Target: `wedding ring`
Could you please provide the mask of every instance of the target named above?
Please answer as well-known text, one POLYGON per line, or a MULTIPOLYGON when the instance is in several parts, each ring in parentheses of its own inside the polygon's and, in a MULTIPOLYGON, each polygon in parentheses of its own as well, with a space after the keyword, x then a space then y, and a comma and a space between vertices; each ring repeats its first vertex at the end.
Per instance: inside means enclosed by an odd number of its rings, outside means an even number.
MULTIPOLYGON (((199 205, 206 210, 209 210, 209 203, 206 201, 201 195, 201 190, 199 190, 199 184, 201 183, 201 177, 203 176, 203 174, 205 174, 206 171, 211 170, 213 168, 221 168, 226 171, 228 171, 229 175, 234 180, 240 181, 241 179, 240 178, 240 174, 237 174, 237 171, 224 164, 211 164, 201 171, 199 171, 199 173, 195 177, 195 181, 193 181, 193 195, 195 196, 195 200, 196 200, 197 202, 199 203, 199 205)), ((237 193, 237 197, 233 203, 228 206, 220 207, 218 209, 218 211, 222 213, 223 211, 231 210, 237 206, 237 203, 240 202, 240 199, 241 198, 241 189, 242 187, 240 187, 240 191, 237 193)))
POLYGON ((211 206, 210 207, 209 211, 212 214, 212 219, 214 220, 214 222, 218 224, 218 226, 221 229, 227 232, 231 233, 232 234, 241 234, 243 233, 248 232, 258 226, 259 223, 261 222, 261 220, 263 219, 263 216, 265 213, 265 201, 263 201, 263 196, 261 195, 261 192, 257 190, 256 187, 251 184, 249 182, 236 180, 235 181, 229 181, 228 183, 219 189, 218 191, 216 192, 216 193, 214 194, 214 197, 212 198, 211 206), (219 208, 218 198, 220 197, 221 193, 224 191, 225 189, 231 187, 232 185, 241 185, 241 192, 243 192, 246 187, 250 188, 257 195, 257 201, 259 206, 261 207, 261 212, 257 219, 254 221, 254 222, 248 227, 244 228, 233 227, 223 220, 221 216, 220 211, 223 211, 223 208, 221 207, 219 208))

WORK TO BE COMPLETED:
The lines above should be duplicated exactly.

EXERCISE SOLUTION:
Target: `wedding ring`
Could you please provide the mask of every instance of the target named above?
Please answer as well-known text, one POLYGON per line, or a MULTIPOLYGON when the instance is in several parts, each ring in parentheses of its own inside the polygon's and, in a MULTIPOLYGON, each polygon in parentheses of its own as well, with a space after the keyword, x then a space then y, and a comma and a space between vertices; each ring repeats its first vertex at the end.
Per instance: inside means enclosed by an odd number of its rings, outside means an even number.
MULTIPOLYGON (((199 205, 206 210, 209 210, 209 203, 206 201, 201 195, 201 190, 199 190, 199 184, 201 183, 201 177, 203 176, 203 174, 205 174, 206 171, 211 170, 213 168, 221 168, 226 171, 228 171, 229 175, 234 180, 240 181, 241 179, 240 178, 240 174, 237 174, 237 171, 224 164, 211 164, 201 171, 199 171, 199 173, 195 177, 195 181, 193 181, 193 195, 195 196, 195 200, 196 200, 197 202, 199 203, 199 205)), ((237 193, 237 197, 233 203, 228 206, 220 207, 218 209, 218 211, 222 213, 223 211, 231 210, 237 206, 237 203, 240 202, 240 199, 241 198, 241 189, 242 187, 240 187, 240 191, 237 193)))
POLYGON ((211 206, 210 207, 209 211, 212 214, 212 219, 214 220, 214 222, 218 224, 218 226, 221 229, 227 232, 231 233, 232 234, 241 234, 243 233, 248 232, 258 226, 259 223, 261 222, 261 220, 263 219, 263 216, 265 213, 265 201, 263 201, 263 196, 261 195, 261 192, 257 190, 256 187, 251 184, 249 182, 236 180, 235 181, 229 181, 228 183, 219 189, 218 191, 216 192, 216 193, 214 194, 214 197, 212 198, 211 206), (219 208, 218 198, 220 197, 221 193, 224 191, 225 189, 231 187, 232 185, 241 185, 241 192, 243 192, 246 187, 250 188, 257 195, 257 201, 259 206, 261 207, 261 212, 257 219, 254 221, 254 222, 248 227, 244 228, 233 227, 223 220, 221 216, 220 211, 223 211, 223 208, 221 207, 219 208))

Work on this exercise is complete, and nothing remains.